── DATA EXTRACTS

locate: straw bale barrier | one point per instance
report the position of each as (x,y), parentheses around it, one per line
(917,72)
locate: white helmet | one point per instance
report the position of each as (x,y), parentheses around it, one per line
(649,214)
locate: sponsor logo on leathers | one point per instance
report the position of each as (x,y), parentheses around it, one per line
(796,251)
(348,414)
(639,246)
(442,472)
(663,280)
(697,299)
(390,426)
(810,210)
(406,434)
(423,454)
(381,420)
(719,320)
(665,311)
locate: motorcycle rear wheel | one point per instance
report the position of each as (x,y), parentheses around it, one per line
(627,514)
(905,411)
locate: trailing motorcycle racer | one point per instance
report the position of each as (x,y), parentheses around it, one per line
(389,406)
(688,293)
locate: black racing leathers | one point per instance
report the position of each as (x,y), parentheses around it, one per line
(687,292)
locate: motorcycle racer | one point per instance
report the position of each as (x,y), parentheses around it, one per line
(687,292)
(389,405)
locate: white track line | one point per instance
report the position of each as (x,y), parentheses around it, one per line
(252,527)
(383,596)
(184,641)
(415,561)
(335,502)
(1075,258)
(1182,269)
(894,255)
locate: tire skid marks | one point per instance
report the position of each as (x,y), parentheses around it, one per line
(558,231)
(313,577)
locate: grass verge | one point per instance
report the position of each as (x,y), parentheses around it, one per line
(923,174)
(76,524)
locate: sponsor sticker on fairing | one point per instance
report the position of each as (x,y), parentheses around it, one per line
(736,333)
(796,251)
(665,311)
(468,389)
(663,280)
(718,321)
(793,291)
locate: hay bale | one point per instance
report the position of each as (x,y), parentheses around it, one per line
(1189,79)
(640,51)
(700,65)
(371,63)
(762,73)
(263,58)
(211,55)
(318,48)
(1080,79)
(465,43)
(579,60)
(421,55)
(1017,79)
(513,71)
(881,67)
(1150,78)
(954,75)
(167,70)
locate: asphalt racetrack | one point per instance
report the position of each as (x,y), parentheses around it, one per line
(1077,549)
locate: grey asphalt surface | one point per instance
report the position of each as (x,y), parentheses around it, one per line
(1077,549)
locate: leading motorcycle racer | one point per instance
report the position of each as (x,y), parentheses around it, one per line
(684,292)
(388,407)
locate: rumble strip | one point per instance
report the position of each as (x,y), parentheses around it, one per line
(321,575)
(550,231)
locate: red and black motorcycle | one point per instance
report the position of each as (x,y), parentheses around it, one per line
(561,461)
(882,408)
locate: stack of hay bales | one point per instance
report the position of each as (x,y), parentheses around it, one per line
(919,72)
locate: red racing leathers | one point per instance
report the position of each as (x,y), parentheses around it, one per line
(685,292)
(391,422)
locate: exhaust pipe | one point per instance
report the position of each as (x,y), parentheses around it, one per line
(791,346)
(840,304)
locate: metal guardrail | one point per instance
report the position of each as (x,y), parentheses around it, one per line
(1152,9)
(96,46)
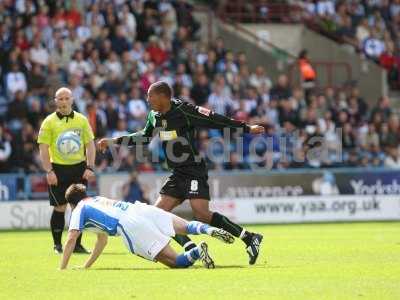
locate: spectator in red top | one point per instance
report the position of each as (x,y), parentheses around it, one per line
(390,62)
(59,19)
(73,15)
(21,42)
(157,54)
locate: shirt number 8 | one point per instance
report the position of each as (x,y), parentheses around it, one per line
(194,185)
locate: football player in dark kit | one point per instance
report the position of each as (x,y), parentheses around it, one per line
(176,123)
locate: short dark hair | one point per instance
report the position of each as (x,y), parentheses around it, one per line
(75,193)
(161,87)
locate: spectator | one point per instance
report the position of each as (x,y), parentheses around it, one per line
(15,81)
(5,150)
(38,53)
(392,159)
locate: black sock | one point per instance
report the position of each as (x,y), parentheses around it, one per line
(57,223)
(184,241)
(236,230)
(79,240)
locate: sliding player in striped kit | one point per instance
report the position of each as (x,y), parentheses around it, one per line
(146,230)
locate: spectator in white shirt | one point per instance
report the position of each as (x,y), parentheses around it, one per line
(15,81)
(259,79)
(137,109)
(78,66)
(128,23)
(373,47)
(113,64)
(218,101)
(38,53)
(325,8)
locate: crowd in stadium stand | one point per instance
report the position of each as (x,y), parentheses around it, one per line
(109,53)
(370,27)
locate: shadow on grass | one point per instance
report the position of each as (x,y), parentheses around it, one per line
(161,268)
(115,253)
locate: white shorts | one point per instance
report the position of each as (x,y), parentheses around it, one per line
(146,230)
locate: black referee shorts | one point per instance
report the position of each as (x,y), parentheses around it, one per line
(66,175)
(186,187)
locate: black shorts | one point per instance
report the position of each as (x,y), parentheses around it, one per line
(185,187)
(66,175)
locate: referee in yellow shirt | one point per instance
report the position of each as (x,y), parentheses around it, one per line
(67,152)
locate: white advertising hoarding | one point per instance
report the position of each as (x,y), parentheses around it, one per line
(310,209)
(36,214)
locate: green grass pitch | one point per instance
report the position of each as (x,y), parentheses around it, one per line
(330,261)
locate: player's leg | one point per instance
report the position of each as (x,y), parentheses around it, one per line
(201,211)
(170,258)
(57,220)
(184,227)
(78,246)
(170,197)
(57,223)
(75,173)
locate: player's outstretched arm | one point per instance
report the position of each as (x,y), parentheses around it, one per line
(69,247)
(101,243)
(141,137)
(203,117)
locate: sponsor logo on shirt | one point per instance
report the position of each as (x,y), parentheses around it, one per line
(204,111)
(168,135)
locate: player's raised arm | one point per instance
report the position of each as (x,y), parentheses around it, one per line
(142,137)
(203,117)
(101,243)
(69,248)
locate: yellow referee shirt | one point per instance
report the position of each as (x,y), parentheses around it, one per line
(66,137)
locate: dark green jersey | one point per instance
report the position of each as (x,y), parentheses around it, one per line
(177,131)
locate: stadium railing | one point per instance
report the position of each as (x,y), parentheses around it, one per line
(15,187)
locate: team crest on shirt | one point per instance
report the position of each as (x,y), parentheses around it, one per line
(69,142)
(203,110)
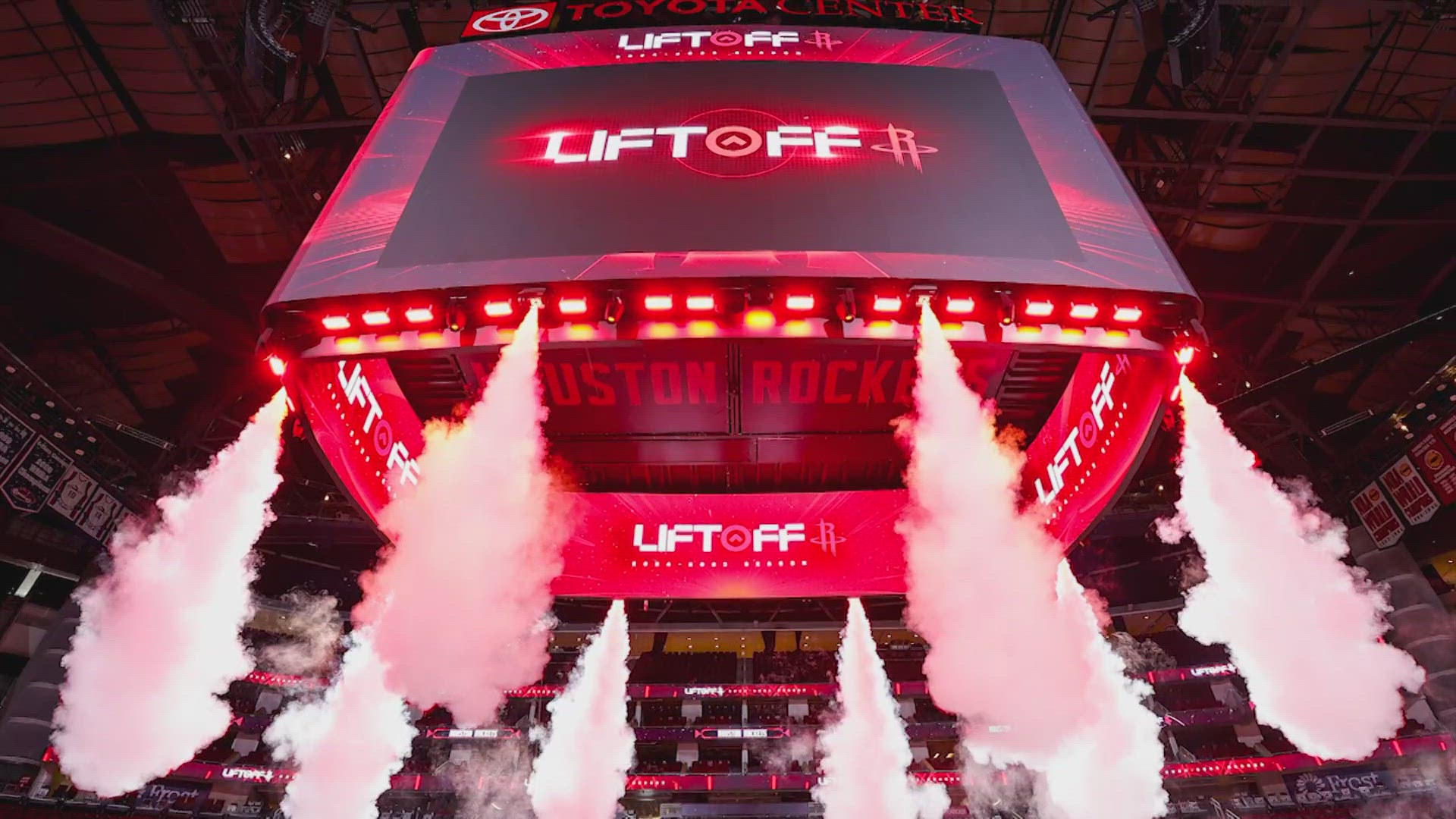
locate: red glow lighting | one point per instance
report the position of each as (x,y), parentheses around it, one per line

────
── DATA EXTRACTS

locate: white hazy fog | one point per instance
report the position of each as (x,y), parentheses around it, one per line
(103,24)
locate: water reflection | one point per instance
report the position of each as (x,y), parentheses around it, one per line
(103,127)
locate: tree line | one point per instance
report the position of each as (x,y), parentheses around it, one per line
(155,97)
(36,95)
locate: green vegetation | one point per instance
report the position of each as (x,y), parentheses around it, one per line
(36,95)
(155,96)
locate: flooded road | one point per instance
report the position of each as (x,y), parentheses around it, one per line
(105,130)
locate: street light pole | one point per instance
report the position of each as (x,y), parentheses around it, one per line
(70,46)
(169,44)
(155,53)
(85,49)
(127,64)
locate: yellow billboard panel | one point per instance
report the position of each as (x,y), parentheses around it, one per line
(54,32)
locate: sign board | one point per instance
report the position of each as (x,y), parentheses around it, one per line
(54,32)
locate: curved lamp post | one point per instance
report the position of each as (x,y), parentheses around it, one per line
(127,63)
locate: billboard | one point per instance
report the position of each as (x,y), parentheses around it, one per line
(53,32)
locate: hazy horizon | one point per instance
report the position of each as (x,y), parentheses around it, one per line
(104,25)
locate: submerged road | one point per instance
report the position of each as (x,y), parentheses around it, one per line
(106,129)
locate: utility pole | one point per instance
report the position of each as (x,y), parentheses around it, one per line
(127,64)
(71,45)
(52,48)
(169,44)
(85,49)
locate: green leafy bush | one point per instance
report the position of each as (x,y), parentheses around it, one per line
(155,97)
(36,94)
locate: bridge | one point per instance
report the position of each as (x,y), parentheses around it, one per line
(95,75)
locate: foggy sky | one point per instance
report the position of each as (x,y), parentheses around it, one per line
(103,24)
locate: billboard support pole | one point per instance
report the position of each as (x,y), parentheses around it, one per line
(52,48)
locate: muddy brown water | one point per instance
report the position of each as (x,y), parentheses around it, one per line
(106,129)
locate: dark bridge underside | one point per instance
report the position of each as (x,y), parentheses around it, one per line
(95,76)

────

* [ASSIGNMENT] Beginning at the line above with "locate: tire skid" and finishing at the line with "locate: exhaust pipe | one point per instance", return each line exactly and return nothing else.

* [THE ANSWER]
locate: tire skid marks | one point per instance
report the position of each as (x,y), parentheses around it, one per line
(558,231)
(313,577)
locate: grass verge | one point per instance
report the position of each as (x,y), parentheses around it, one per line
(923,174)
(76,524)
locate: sponsor sticker on fairing | one point per instance
report the position of each as (x,y), parentheses around it, one per line
(736,333)
(796,251)
(665,311)
(468,389)
(663,280)
(718,321)
(793,291)
locate: hay bale | one point per instance
report the position of each as (x,y), parentheses around it, one per line
(1189,79)
(640,51)
(700,65)
(371,63)
(762,73)
(263,58)
(211,55)
(318,48)
(1080,79)
(465,43)
(579,60)
(421,55)
(1017,79)
(513,71)
(881,67)
(1150,78)
(954,75)
(167,70)
locate: asphalt racetrack | one point per instance
report the position of each as (x,y), parentheses around it, one per line
(1077,549)
locate: grey asphalt surface | one point per instance
report the position of each as (x,y), parentheses around it, one per line
(1077,549)
locate: leading motorcycle racer | one point per instance
report the position of each as (x,y), parentheses around it, one per line
(684,292)
(388,407)
locate: rumble strip | one point per instance
report the position of each as (x,y), parentheses around it, one per line
(321,575)
(550,231)
locate: red and black motorcycle | one point per instance
report the position of each as (x,y), parentheses around it, one per line
(561,461)
(882,408)
locate: stack of hay bales | one point per instance
report the position of each as (x,y), parentheses around it, one per line
(919,72)
locate: red racing leathers | one point per instance
report the position of each as (x,y), parentheses around it, one per line
(685,292)
(391,422)
locate: exhaust pipe | one point per instance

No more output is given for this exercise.